• Stated task: Reproduce the passage on steroid use in baseball word for word, from "Of course they" to "at the testimony!", inclusive.

• Text provided:
╔══
Of course they are. Just like his allegation that Rafael Palmeiro was a steroid user was complete nonsense. Canseco, after all, is the guy who embarrassed himself on national TV, the boob with the awful track record when it comes to telling the truth. Just look at the testimony!

Jose Canseco: “MLB did nothing to take it out of the sport. Baseball owners and the players union … turned a blind eye to the clear evidence of steroid use in baseball.”

ESPN The Magazine Special Report on Steroids, November 2005: “Who knew? We all knew: the trainers who looked the other way as they were treating a whole new class of injuries; the players who saw teammates inject themselves but kept the clubhouse code of silence; the journalists who ‘buried the lead’ and told jokes among themselves about the newly muscled; the GMs who wittingly acquired players on steroids; and, yes, owners and players, who openly applauded the home run boom and moved at glacial speed to address the problem that fueled the explosion.”
╚══
• Data entries:
╔══
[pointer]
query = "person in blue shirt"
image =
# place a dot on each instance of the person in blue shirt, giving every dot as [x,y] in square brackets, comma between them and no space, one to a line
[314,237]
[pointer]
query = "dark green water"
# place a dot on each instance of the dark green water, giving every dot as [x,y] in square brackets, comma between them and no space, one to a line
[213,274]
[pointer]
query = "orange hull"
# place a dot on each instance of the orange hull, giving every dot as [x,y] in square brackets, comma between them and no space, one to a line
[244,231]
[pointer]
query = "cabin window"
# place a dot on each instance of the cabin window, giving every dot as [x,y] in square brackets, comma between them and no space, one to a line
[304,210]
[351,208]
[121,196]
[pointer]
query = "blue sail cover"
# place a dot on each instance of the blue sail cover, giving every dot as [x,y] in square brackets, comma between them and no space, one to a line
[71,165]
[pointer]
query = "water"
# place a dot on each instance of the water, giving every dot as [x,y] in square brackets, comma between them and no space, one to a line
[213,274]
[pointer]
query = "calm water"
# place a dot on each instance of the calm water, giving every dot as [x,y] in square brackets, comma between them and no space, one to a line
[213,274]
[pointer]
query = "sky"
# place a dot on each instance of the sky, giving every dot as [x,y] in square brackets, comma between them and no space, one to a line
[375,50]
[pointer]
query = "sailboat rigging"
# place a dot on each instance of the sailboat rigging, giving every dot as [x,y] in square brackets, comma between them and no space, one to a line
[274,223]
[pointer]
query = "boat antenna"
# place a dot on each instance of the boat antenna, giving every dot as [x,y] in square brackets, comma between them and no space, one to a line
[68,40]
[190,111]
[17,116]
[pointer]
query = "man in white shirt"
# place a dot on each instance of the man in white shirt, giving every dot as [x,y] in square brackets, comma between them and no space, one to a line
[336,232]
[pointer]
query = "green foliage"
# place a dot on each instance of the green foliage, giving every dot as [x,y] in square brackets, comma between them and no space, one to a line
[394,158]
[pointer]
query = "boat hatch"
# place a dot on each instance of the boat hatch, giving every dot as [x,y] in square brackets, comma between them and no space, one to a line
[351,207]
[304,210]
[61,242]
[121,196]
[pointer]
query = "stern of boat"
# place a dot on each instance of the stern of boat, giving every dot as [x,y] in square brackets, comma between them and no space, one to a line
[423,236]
╚══
• Answer to the exercise:
Of course they are. Just like his allegation that Rafael Palmeiro was a steroid user was complete nonsense. Canseco, after all, is the guy who embarrassed himself on national TV, the boob with the awful track record when it comes to telling the truth. Just look at the testimony!